WHAT TO WORK ON: Write out the stretch of the fountain pen review below from "Waterman Emblême fountain" through "on the back.", word for word.

Early thoughts on the Waterman Emblème fountain pen.

This is a current but not new model in Waterman’s range. It is one of their lesser spotted models, at least here in the UK. I remember first seeing them online a few years ago and that they were available in a choice of black, red, white or blue. There were also grey and a gold coloured “Deluxe” versions with a more lustrous finish.

I did not buy one at the time, but having spotted a Deluxe grey one online last weekend at a very attractive price, I went for it. It has been with me for only five days and is still within the honeymoon period but I shall try to give a balanced opinion.

Waterman Emblême fountain pen, Deluxe grey.


The pen came in a small and simple cardboard box, with a white protective outer box. Inside is a pen tray where the pen is gripped by an elastic band under a white sash. The tray lifts out and underneath is a sheet with filling instructions and an international 3 year warranty. One Waterman blue cartridge was included but no converter. Full marks for the presentable packaging which can be kept or recycled.

Simple cardboard gift box.


This is a smart, elegant pen with a plastic barrel and a brushed stainless steel cap. The cap finial is flat and plain. The pocket clip is firm and functional with a gap down the middle and the Waterman logo at the top. The glossy polished cap band reads Waterman Paris on the front and France on the back.

Brushed stainless steel cap and finial.

The cap and barrel are almost flush and the transition is smooth and tactile. The barrel tapers gently and ends in a shallow conical point.

The snap cap closes tightly with a reassuring click. It could be carried in a jacket pocket, with confidence that the pen will not drop out of the cap.

The Emblême (left) next to an older-style Waterman Hemisphere.

Removing the cap, you have a stainless steel nib, featuring an Eiffel Tower image and Waterman, Paris, and the nib grade, “F” in my case. There is a black plastic grip section, ridged at the top end and smooth at the lower end with a lip which serves to stop your fingers sliding onto the nib and to secure the pen in the cap. The plastic grip section design is the same as that which was used on the Waterman Phileas and also the Kultur and so is well tried and tested.

Eiffel Tower!

Beneath the barrel, which unscrews on plastic threads, there is a plastic collar in which to insert a Waterman cartridge.

Inside the barrel, a brass liner can be seen, which is a very nice feature and adds a little more heft and strength to the pen. There is still room to fit a Waterman converter in the pen if you prefer.

Brass liner adds weight to the barrel.

The nib.

MATERIAL:
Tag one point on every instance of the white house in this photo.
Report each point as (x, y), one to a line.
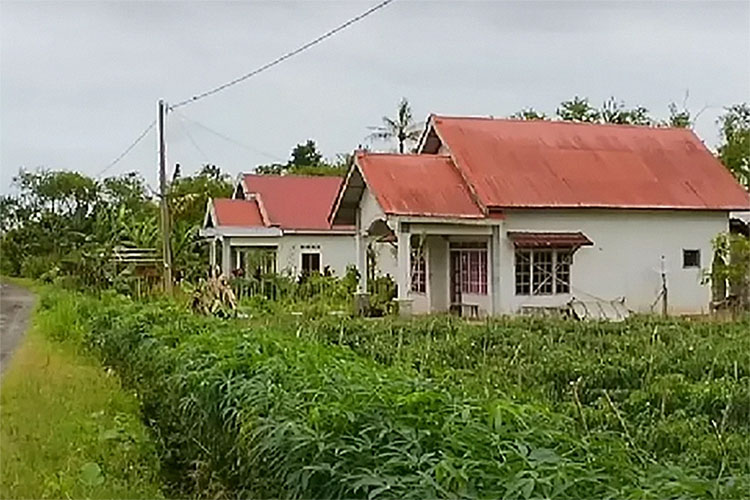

EXPECTED OUTPUT:
Waterman Emblême fountain pen, Deluxe grey.


The pen came in a small and simple cardboard box, with a white protective outer box. Inside is a pen tray where the pen is gripped by an elastic band under a white sash. The tray lifts out and underneath is a sheet with filling instructions and an international 3 year warranty. One Waterman blue cartridge was included but no converter. Full marks for the presentable packaging which can be kept or recycled.

Simple cardboard gift box.


This is a smart, elegant pen with a plastic barrel and a brushed stainless steel cap. The cap finial is flat and plain. The pocket clip is firm and functional with a gap down the middle and the Waterman logo at the top. The glossy polished cap band reads Waterman Paris on the front and France on the back.